— GIVEN DATA —
____________
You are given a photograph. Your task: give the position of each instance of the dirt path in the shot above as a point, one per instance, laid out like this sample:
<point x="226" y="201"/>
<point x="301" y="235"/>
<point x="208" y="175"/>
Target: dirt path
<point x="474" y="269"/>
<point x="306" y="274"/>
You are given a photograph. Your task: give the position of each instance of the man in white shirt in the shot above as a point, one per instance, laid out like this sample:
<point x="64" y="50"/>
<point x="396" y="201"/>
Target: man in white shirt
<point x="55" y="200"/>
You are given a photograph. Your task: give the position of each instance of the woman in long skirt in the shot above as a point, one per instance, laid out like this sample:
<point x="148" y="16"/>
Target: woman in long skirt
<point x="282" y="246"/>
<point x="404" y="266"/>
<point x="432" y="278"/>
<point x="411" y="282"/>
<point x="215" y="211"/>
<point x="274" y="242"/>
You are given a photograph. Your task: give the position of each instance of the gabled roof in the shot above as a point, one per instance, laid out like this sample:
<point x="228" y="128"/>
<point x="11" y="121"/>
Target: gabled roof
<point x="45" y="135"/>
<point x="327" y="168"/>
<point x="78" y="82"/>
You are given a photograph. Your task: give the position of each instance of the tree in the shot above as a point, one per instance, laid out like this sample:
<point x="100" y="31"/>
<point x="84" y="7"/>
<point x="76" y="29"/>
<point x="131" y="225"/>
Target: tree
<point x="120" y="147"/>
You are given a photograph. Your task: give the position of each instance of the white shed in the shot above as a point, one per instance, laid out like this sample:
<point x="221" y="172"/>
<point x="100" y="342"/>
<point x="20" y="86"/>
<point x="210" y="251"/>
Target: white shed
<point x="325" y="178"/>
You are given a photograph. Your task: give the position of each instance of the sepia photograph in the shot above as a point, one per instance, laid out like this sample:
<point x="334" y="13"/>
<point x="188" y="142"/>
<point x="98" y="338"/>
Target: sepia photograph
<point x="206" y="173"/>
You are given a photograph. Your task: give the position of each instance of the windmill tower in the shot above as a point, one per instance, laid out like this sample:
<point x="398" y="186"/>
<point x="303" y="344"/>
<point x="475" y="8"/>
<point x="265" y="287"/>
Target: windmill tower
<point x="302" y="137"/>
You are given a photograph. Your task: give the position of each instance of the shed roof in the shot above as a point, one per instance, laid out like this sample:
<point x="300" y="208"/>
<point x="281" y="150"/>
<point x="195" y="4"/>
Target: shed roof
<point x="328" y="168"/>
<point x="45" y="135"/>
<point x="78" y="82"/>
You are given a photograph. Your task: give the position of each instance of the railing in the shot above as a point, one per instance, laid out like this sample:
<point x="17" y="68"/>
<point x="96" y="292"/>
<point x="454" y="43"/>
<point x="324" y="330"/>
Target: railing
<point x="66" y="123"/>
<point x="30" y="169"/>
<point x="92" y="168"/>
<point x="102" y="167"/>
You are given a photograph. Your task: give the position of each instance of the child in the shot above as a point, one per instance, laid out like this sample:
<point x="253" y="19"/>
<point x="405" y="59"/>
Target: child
____________
— EXERCISE TASK —
Copy out the stretch from the line containing "of the white" through the last line, requests included, shifting every x and y coordinate in the answers up by 63. Leave the numbers in the requests and their format samples unchanged.

— TASK RESULT —
You are given a photograph. Your task: give the position of each instance of the white shed in the shot above as a point, one per instance, laid out like this sample:
<point x="221" y="172"/>
<point x="100" y="342"/>
<point x="20" y="86"/>
<point x="210" y="251"/>
Target: white shed
<point x="388" y="241"/>
You are given a photograph. Your task: give the position of each instance of the sepia photograph in the shot above as a point, one per instance, laid out like this sample:
<point x="334" y="13"/>
<point x="188" y="142"/>
<point x="98" y="338"/>
Target: sepia photograph
<point x="269" y="236"/>
You are given a photograph. Your task: give the position of each instance of the windmill tower in the shot above as a point, one per instance, laid out like this sample:
<point x="398" y="186"/>
<point x="303" y="344"/>
<point x="475" y="8"/>
<point x="265" y="287"/>
Target: windmill tower
<point x="365" y="200"/>
You are given a photograph. Your task: give the position of each instance of the shed roof in the shot above as a point, one per instance, laid out like this sample:
<point x="300" y="208"/>
<point x="281" y="150"/>
<point x="195" y="4"/>
Target: shed roof
<point x="391" y="231"/>
<point x="108" y="198"/>
<point x="141" y="145"/>
You are given a photograph. Your task: give the position of each instance of the railing in the shot above as a point, one per instance, laid out like this sample:
<point x="17" y="68"/>
<point x="96" y="292"/>
<point x="454" y="43"/>
<point x="324" y="330"/>
Target: railing
<point x="129" y="186"/>
<point x="93" y="232"/>
<point x="155" y="231"/>
<point x="165" y="230"/>
You are given a photograph. Your task: give the position of each instance of the child in the shot above as a point, one per instance, laid out like this sample:
<point x="253" y="19"/>
<point x="405" y="59"/>
Target: child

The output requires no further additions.